▸ TASK DESCRIPTION: Can you rewrite all of the data below as a JSON list of strings, with one string per line and no blank lines? Leave the pictures out.

Point labels for objects:
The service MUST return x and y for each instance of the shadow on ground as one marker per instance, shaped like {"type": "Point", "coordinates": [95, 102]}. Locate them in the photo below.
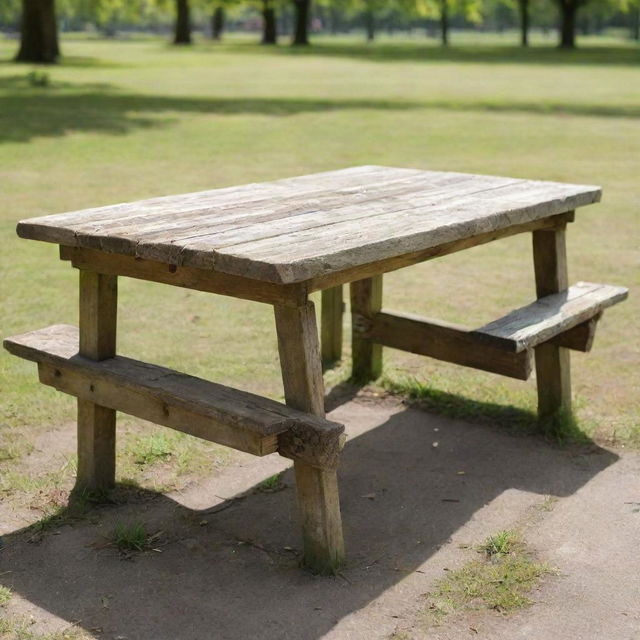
{"type": "Point", "coordinates": [238, 575]}
{"type": "Point", "coordinates": [26, 113]}
{"type": "Point", "coordinates": [415, 52]}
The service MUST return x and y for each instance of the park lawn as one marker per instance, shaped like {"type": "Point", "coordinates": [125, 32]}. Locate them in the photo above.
{"type": "Point", "coordinates": [122, 120]}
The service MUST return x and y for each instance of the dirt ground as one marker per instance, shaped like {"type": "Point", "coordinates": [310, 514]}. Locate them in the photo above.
{"type": "Point", "coordinates": [416, 491]}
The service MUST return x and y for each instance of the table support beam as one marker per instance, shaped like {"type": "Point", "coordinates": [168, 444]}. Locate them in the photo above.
{"type": "Point", "coordinates": [331, 325]}
{"type": "Point", "coordinates": [97, 424]}
{"type": "Point", "coordinates": [366, 302]}
{"type": "Point", "coordinates": [553, 373]}
{"type": "Point", "coordinates": [317, 489]}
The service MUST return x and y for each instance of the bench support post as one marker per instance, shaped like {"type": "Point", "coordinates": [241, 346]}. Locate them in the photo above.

▸ FULL ANSWER:
[
  "The service MUST return x and y for each instance of the shadow on ground as one marker per instance, shaped like {\"type\": \"Point\", \"coordinates\": [95, 102]}. Locate them in the photo below.",
  "{\"type\": \"Point\", \"coordinates\": [238, 575]}",
  "{\"type\": \"Point\", \"coordinates\": [26, 113]}",
  "{\"type\": \"Point\", \"coordinates\": [415, 52]}",
  "The service MUST return x and y for each instance of the park lawn as one marker per instance, shaped like {\"type\": \"Point\", \"coordinates\": [125, 32]}. Locate them in the photo above.",
  "{\"type\": \"Point\", \"coordinates\": [122, 120]}",
  "The service MUST return x and y for each instance of the dirt ground as one marker per instance, shaped like {\"type\": \"Point\", \"coordinates\": [310, 514]}. Locate them in the photo above.",
  "{\"type\": \"Point\", \"coordinates\": [416, 491]}",
  "The service MUST return x and y for each instance of the table support beam as one marker per instance, shaped like {\"type\": \"Point\", \"coordinates\": [168, 444]}. Locate them in the photo above.",
  "{\"type\": \"Point\", \"coordinates\": [331, 325]}",
  "{\"type\": \"Point\", \"coordinates\": [97, 424]}",
  "{\"type\": \"Point\", \"coordinates\": [366, 302]}",
  "{\"type\": \"Point\", \"coordinates\": [553, 373]}",
  "{\"type\": \"Point\", \"coordinates\": [317, 489]}",
  "The service MUST return x and y for each instance of the bench support post as one marker per instance, shaped like {\"type\": \"Point\", \"coordinates\": [241, 346]}. Locate them in the photo above."
]